Exercise goal -> Print the data exactly. Pictures stay out.

[Supplied records Boundary: Start]

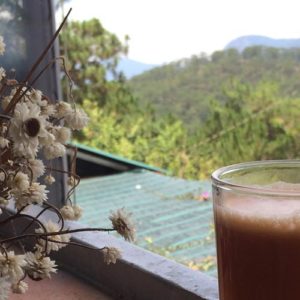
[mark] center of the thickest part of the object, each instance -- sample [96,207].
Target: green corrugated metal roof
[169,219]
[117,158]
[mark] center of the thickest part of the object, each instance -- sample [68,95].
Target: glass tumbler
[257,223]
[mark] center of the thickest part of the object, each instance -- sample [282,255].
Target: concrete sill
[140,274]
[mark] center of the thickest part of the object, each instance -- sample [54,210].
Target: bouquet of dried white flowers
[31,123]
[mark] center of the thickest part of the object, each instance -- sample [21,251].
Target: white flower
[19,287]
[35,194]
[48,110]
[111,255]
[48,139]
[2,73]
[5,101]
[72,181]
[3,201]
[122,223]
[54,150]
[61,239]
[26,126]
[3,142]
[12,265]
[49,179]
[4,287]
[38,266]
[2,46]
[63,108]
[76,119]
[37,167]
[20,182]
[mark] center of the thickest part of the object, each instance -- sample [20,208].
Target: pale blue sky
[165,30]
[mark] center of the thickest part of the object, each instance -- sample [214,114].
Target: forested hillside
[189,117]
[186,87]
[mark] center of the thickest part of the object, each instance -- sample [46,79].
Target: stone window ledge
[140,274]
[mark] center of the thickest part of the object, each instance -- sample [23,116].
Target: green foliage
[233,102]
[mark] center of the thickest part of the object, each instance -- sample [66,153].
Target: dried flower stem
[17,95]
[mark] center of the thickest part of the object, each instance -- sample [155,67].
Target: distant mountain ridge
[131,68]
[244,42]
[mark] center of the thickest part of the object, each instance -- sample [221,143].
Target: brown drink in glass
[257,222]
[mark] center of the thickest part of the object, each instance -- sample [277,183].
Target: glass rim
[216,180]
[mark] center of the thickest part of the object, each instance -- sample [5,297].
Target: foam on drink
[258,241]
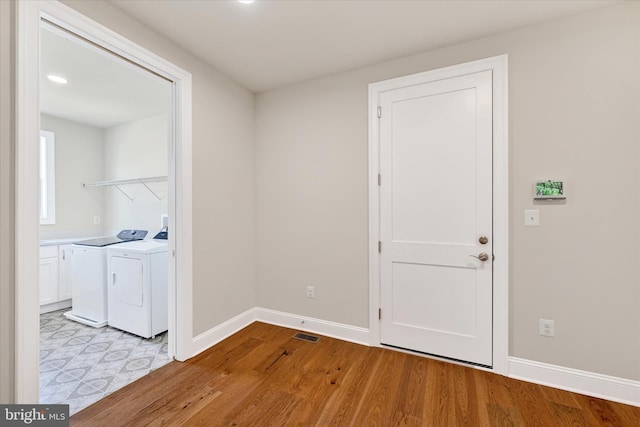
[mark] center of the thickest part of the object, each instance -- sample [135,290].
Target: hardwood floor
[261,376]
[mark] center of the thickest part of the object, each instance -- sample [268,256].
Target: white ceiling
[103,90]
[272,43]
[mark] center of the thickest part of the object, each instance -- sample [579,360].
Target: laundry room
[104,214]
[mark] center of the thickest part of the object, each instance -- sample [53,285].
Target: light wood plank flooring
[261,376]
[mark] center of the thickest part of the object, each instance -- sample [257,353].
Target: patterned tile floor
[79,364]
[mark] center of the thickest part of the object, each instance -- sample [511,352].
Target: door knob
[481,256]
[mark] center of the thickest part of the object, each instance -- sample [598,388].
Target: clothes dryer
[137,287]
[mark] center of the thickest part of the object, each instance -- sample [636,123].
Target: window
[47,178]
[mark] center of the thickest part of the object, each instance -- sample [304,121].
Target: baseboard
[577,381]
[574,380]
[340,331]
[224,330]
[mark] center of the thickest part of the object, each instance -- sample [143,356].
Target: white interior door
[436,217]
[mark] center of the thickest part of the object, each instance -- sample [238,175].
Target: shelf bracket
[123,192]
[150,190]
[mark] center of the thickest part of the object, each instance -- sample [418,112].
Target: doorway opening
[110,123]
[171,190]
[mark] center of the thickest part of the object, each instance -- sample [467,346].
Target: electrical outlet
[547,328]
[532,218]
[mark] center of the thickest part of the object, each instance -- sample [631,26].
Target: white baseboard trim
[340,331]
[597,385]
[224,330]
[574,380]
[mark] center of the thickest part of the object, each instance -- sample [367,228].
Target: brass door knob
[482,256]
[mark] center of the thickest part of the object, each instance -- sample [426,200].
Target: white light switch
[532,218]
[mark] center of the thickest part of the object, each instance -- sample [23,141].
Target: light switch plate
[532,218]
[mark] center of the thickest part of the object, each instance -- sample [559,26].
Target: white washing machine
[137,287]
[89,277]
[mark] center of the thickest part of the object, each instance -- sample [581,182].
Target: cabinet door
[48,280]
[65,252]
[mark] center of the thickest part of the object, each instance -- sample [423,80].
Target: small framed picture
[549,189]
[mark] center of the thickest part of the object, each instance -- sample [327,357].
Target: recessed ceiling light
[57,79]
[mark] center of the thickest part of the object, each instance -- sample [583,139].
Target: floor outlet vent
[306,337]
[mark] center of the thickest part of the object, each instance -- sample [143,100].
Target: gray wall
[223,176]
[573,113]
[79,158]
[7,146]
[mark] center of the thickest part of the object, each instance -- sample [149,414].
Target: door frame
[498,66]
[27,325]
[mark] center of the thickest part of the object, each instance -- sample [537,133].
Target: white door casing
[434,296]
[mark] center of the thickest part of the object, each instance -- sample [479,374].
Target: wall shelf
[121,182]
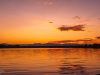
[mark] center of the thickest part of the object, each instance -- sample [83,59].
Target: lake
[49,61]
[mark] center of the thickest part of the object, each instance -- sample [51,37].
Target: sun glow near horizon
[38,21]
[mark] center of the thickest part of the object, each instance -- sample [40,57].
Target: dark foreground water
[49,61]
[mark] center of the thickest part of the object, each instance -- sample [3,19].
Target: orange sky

[Supplied records Boundary: End]

Task solution ->
[mark] center of the thickest part of the object, each instance -- sample [96,207].
Target: green corrugated metal roof
[169,219]
[117,158]
[mark] center of the thickest part of the object, each instance -- sample [68,95].
Target: glass tumbler
[257,223]
[mark] center of the thickest part of the object, each instance -- sample [282,255].
Target: concrete sill
[140,274]
[mark] center of the thickest part of the object, each instance -- sample [54,210].
Target: bouquet of dried white flowers
[31,123]
[mark] center of the thickest part of the object, each instance -- sample [21,251].
Target: white flower
[19,287]
[35,194]
[48,110]
[111,255]
[48,139]
[2,73]
[5,101]
[72,181]
[3,201]
[122,223]
[54,150]
[61,239]
[26,126]
[3,142]
[12,265]
[49,179]
[4,287]
[38,266]
[2,46]
[63,108]
[76,119]
[37,167]
[20,182]
[mark] center of the thickest part of the object, each instance -- sample [20,208].
Target: pale blue sky
[165,30]
[mark] center of the thickest part of the object, each instance -- sample [214,114].
Target: forested hillside
[189,117]
[186,87]
[mark] center of the thickest part of the object, each instance -- sample [46,79].
Target: stone window ledge
[140,274]
[mark] center of the thickest part of the object, each instance -- sample [23,116].
Target: green foliage
[233,102]
[mark] center of the thickest part of the object, each instance -- sample [66,153].
Target: dried flower stem
[17,95]
[mark] center of the thickest part of the object, each instance -- sample [155,67].
Target: distant mountain ridge
[131,68]
[244,42]
[mark] center of the thickest part of the object, each instance -- sample [221,143].
Target: brown drink in glass
[257,222]
[mark] center of the thickest part of the object, each instance -- sample [277,183].
Target: glass rim
[216,180]
[mark] center of the thickest part of the object, each instance -- sample [5,297].
Target: foam on drink
[258,241]
[mark] center of the thickest part of the object, each instance -- sample [135,290].
Target: hardwood floor
[261,376]
[mark] center of the thickest part of the object, each instance -- sample [268,256].
Target: white ceiling
[103,90]
[272,43]
[mark] center of the thickest part of the object, each instance -- sample [579,360].
Target: laundry room
[104,214]
[mark] center of the thickest part of the object, each instance -- sample [53,285].
Target: light wood plank flooring
[261,376]
[mark] center of the thickest part of the object, each instance -- sample [257,353].
Target: patterned tile floor
[79,364]
[mark] center of the thickest part of the object, each instance -- sample [511,352].
Target: door knob
[481,256]
[mark] center of the thickest part of the object, each instance -- sample [598,388].
Target: clothes dryer
[137,287]
[mark] center of the thickest part of the object, each instance -- sample [636,123].
Target: window
[47,178]
[mark] center of the thickest part of the object, each instance -- sample [304,121].
Target: baseboard
[577,381]
[574,380]
[340,331]
[224,330]
[mark] center of the thickest part of the object, each instance -- sample [143,356].
Target: white interior door
[436,217]
[mark] center of the thickest part of the object, each instance -- sample [238,175].
Target: shelf bracket
[123,192]
[150,190]
[mark] center of the thickest part of the object, each instance -- sample [418,112].
Target: doorway opening
[110,123]
[171,190]
[mark] center of the thickest part of the object, each instance -- sample [467,346].
Target: electrical outlet
[547,328]
[532,218]
[mark] center of the thickest part of the object, each instance -- sample [631,26].
Target: white baseboard trim
[340,331]
[597,385]
[224,330]
[574,380]
[mark] center of the thickest part of the object, each instance -- sample [367,228].
Target: brass door knob
[482,256]
[mark] center of the thickest part of the object, each instance -- sample [426,200].
Target: white light switch
[532,218]
[mark] center of the thickest part of the object, each instance -- sample [23,141].
Target: light switch plate
[532,218]
[mark] center of the thickest part of the object, each instance -- sample [559,26].
Target: white washing machine
[137,287]
[89,277]
[mark] center of the thickest part of the object, each instance -- sample [581,182].
Target: cabinet door
[48,280]
[65,252]
[mark] center of the thickest part of the object, each instance -- sample [423,80].
Target: small framed picture
[549,189]
[mark] center of the thickest part of the object, each instance -- sample [327,357].
Target: recessed ceiling light
[57,79]
[mark] center of the thickest part of the object, each instance -- sample [583,139].
Target: floor outlet vent
[306,337]
[mark] center of the thickest part of the object, each instance -- sample [143,100].
Target: gray wall
[223,176]
[573,113]
[79,158]
[7,146]
[mark] center of the thickest part of the object, each instance -- sample [149,414].
Target: door frame
[498,66]
[27,325]
[mark] center of the thickest part of the object, each instance -- sample [537,133].
Target: white door casing
[434,296]
[mark] center of the thickest part of the object, each instance -- sample [479,374].
Target: wall shelf
[121,182]
[mark] center of the thickest part of the object, each instance -- sample [83,59].
Target: lake
[49,61]
[mark] center of the thickest part of the object, each instance -- sample [51,37].
Target: sun glow near horizon
[38,21]
[mark] center of the thickest part of the object, each instance -- sample [40,57].
Target: dark foreground water
[49,61]
[mark] center of the thickest part of the object, each instance -- sample [3,19].
Target: orange sky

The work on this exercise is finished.